Reproduce the material below verbatim, keeping every line unchanged.

(Coordinate annotation records)
*****
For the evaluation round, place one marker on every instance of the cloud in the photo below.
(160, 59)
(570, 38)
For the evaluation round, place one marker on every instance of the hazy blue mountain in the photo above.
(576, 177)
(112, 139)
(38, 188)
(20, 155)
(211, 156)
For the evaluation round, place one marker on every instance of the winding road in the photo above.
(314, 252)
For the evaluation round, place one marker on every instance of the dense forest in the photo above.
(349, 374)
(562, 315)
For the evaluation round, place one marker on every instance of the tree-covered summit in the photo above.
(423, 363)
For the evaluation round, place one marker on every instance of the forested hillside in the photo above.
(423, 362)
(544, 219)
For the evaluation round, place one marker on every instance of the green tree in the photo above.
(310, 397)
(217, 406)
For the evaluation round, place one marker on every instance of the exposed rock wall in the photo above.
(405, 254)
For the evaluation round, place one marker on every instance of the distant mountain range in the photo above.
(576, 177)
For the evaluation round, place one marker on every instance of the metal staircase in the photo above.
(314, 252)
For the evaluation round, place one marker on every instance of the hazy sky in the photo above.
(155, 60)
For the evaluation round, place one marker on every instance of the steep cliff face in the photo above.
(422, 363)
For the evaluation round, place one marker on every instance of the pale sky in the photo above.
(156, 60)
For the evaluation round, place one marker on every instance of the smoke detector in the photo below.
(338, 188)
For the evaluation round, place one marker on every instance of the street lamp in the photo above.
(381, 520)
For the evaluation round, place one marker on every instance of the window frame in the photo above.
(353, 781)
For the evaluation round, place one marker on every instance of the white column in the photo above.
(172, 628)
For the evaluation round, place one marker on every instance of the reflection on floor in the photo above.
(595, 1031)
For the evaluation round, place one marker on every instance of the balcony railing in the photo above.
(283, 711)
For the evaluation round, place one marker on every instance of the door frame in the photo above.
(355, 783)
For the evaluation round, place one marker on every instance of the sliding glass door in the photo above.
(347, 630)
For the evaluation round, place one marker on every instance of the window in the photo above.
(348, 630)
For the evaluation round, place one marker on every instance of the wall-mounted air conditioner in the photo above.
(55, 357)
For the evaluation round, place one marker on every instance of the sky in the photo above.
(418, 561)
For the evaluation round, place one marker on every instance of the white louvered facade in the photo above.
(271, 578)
*****
> _SOLUTION FOR THIS EXERCISE_
For the evaluation round, place one marker on every instance of the cloud in the photo below.
(160, 59)
(570, 38)
For the evaluation round, place one marker on every instance of the hazy blue mountain in the photo above.
(576, 177)
(112, 139)
(38, 188)
(20, 155)
(211, 156)
For the evaluation round, place one marker on every instance of the winding road in the photo above.
(314, 252)
For the evaluation round, place one marker on every instance of the dense forest in the photo above.
(349, 374)
(562, 315)
For the evaluation round, place one marker on every instance of the tree-covered summit in the photo above.
(423, 363)
For the evaluation round, place one marker on every instance of the forested hillside in the photo above.
(423, 362)
(544, 219)
For the evaluation round, place one marker on every instance of the green tree in the photo above.
(310, 397)
(217, 406)
For the evaluation round, place one marker on every instance of the exposed rock wall in the photo above.
(405, 254)
For the evaluation round, place one marker on every instance of the distant mountain range in the photo above.
(576, 177)
For the evaluation round, place one marker on every instance of the metal staircase in the photo above.
(314, 252)
For the evaluation round, place one marker on every instance of the hazy sky in the photo above.
(155, 60)
For the evaluation round, place one marker on every instance of the steep cliff face in the photo above.
(422, 363)
For the evaluation round, place one marker on every instance of the pale sky in the photo above.
(156, 60)
For the evaluation round, place one marker on every instance of the smoke detector in the photo below.
(338, 188)
For the evaluation round, place one marker on every instance of the street lamp in the photo above.
(381, 520)
For the evaluation round, place one marker on every instance of the window frame in the photo above.
(353, 781)
For the evaluation round, place one marker on every instance of the white column in the photo above.
(172, 628)
For the evaluation round, place one marker on every instance of the reflection on floor in the photo above.
(595, 1031)
For the evaluation round, place one marker on every instance of the balcony railing in the photo above.
(283, 711)
For the evaluation round, place one marker on every instance of the door frame in the photo above.
(355, 783)
For the evaluation round, place one marker on every instance of the sliding glass door in the photo above.
(347, 630)
For the evaluation round, place one marker on every instance of the window in the photo above.
(348, 630)
For the evaluation round, place one marker on every instance of the wall-mounted air conditioner in the photo above.
(55, 357)
For the evaluation round, place one marker on every instance of the sky in the photo above.
(418, 561)
For the evaluation round, place one marker on every instance of the white louvered facade in the photo above.
(271, 578)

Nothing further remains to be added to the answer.